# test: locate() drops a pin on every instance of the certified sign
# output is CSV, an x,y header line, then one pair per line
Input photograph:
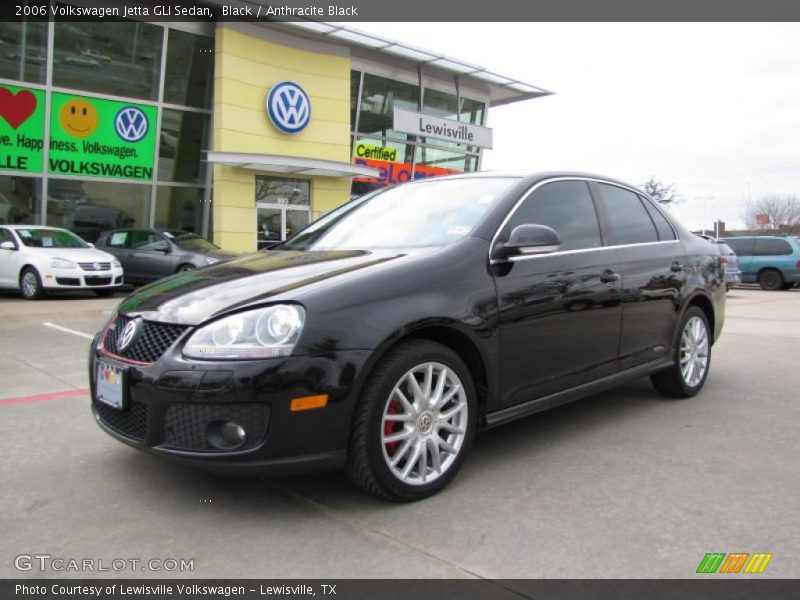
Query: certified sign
x,y
288,107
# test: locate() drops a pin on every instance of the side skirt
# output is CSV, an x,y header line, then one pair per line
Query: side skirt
x,y
530,407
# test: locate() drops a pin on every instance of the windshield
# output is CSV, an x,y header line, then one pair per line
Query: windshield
x,y
189,241
50,238
428,213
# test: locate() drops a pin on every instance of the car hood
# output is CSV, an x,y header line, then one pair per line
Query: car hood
x,y
192,297
73,254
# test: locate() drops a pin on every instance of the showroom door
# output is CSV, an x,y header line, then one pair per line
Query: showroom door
x,y
283,207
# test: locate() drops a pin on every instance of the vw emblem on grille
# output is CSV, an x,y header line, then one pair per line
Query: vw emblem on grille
x,y
288,107
131,124
129,334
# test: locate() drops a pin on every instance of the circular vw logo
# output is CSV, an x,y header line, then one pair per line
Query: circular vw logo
x,y
131,124
288,107
129,334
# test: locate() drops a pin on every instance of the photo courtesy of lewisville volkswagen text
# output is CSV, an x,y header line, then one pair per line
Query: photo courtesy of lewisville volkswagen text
x,y
304,303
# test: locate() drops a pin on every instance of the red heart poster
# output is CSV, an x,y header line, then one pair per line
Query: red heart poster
x,y
16,108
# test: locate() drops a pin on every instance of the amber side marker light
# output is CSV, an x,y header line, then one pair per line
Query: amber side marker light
x,y
309,402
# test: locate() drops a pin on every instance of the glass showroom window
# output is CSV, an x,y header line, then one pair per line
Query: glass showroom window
x,y
184,135
283,208
121,59
379,98
179,208
89,207
19,199
23,53
190,62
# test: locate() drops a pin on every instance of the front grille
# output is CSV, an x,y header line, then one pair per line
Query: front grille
x,y
188,424
131,422
97,280
150,344
68,281
95,266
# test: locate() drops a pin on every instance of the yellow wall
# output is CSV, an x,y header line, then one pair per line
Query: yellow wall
x,y
246,68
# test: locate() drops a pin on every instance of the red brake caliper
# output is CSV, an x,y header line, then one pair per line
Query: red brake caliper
x,y
392,426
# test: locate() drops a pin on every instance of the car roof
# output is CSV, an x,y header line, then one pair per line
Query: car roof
x,y
534,176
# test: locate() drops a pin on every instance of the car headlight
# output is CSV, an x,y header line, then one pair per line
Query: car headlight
x,y
60,263
264,333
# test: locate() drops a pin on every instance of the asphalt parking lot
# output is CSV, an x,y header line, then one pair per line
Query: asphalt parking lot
x,y
623,484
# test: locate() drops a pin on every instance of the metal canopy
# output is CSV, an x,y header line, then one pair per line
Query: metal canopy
x,y
293,165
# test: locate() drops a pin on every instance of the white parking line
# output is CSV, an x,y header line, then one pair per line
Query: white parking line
x,y
67,330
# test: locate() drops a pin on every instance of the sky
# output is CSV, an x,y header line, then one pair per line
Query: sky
x,y
713,108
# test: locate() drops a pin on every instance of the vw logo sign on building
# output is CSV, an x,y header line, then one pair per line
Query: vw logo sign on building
x,y
288,107
131,124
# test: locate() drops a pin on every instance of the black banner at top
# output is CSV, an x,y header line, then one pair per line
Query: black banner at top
x,y
354,11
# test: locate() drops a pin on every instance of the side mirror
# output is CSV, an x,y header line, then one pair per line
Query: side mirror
x,y
526,240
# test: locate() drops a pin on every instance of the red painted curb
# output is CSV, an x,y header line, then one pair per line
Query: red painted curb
x,y
40,397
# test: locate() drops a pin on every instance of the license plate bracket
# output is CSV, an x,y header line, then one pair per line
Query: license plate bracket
x,y
110,384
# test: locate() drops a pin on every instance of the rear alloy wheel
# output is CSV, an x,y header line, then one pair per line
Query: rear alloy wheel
x,y
415,423
770,280
692,357
31,284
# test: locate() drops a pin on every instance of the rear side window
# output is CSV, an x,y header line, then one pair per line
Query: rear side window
x,y
742,246
772,247
664,229
630,220
567,207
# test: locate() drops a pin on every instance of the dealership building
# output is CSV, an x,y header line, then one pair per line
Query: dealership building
x,y
239,131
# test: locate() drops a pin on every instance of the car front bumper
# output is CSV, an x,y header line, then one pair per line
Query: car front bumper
x,y
80,279
175,405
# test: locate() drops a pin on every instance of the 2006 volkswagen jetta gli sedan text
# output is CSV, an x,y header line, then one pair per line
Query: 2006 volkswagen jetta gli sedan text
x,y
382,337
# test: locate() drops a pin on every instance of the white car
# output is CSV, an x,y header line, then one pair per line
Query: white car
x,y
38,259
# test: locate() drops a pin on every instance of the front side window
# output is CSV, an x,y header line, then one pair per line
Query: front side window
x,y
427,213
629,218
50,238
772,247
567,207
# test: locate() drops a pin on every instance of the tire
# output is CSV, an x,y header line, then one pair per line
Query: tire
x,y
387,397
676,382
770,280
31,284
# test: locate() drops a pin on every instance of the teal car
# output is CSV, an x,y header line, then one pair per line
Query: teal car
x,y
771,261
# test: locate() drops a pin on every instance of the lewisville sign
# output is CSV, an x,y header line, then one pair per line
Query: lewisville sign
x,y
442,129
89,137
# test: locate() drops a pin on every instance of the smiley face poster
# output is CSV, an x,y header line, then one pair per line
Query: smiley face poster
x,y
95,137
21,129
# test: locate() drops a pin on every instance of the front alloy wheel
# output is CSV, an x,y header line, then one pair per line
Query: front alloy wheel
x,y
424,424
414,422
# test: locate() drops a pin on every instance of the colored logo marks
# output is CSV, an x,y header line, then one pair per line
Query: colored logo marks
x,y
16,108
288,107
131,124
78,118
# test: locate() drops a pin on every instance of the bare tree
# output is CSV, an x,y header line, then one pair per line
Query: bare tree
x,y
661,192
774,213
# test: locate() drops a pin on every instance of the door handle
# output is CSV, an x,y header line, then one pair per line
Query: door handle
x,y
609,277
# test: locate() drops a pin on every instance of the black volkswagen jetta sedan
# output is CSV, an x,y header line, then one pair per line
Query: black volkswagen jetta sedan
x,y
382,337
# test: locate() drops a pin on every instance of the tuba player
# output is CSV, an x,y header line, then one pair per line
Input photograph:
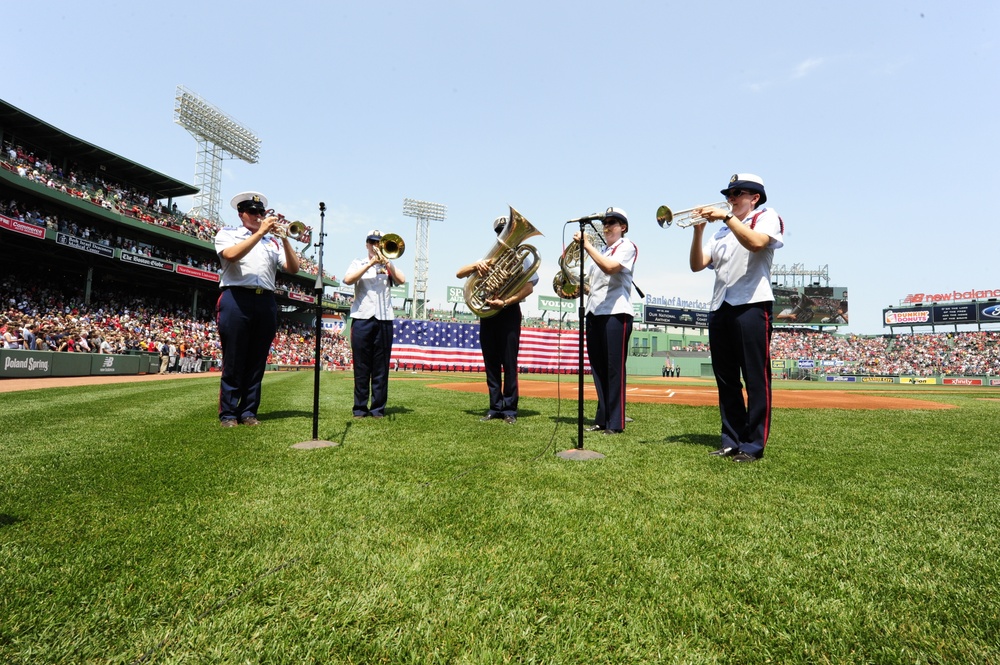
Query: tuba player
x,y
500,339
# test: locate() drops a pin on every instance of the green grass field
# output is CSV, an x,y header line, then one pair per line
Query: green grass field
x,y
134,530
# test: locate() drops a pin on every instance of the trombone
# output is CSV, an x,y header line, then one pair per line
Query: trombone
x,y
685,218
391,246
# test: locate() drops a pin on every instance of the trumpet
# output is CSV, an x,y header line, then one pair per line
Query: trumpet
x,y
292,230
391,246
685,218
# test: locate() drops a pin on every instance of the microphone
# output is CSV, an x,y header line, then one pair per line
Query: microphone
x,y
593,217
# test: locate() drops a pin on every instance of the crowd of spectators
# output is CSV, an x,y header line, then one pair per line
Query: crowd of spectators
x,y
921,354
113,236
114,197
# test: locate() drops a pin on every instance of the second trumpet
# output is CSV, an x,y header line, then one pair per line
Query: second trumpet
x,y
685,218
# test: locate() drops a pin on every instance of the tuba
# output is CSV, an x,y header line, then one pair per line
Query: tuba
x,y
566,283
507,273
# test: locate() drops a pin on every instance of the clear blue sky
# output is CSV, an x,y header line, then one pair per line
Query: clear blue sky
x,y
873,124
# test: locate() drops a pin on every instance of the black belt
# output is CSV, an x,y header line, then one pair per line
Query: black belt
x,y
254,289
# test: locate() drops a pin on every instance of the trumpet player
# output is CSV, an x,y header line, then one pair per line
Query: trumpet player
x,y
500,339
246,311
741,315
609,318
371,326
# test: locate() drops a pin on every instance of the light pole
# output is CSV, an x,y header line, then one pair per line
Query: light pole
x,y
424,212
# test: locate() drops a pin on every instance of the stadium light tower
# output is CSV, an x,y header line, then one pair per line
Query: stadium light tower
x,y
218,136
424,212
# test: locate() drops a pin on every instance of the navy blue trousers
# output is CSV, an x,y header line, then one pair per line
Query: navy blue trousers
x,y
500,339
607,350
247,325
371,346
740,338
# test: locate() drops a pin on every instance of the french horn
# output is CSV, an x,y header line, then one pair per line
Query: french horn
x,y
566,282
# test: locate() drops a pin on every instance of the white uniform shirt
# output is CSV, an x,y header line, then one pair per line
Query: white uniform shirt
x,y
612,294
741,276
372,297
258,268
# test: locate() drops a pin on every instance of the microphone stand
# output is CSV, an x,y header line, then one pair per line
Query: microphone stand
x,y
316,442
579,453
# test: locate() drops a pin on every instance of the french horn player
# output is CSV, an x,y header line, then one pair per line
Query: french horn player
x,y
609,317
495,288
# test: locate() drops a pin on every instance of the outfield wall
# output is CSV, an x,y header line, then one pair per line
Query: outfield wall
x,y
21,364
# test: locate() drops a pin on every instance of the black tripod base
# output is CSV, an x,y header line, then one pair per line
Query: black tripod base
x,y
579,454
313,444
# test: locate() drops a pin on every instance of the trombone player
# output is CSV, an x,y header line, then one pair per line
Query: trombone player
x,y
500,337
371,325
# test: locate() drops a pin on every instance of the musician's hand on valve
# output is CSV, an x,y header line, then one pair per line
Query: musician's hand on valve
x,y
267,224
483,267
710,213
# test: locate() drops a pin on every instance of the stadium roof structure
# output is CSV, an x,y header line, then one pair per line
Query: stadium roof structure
x,y
25,129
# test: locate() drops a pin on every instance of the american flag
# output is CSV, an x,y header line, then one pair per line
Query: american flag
x,y
446,344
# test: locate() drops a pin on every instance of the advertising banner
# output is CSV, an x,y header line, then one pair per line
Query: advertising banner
x,y
22,227
22,364
85,245
554,304
675,316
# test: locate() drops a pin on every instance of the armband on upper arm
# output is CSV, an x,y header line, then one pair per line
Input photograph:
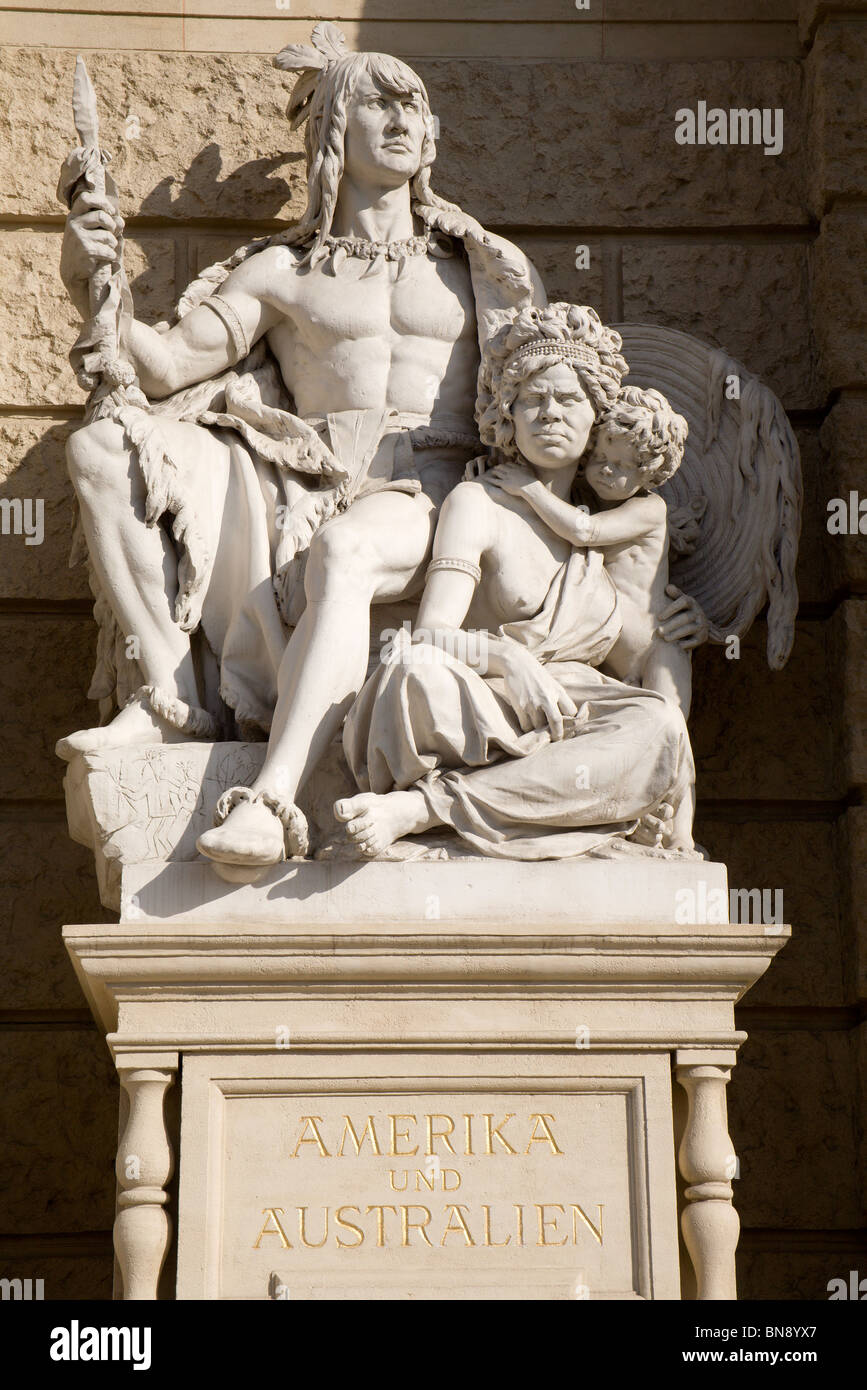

::::

Task prompt >> List every line of the data above that contains the word "spectators".

The output >>
# test: locate() drops a pin on every instance of the crowd of spectators
Query: crowd of spectators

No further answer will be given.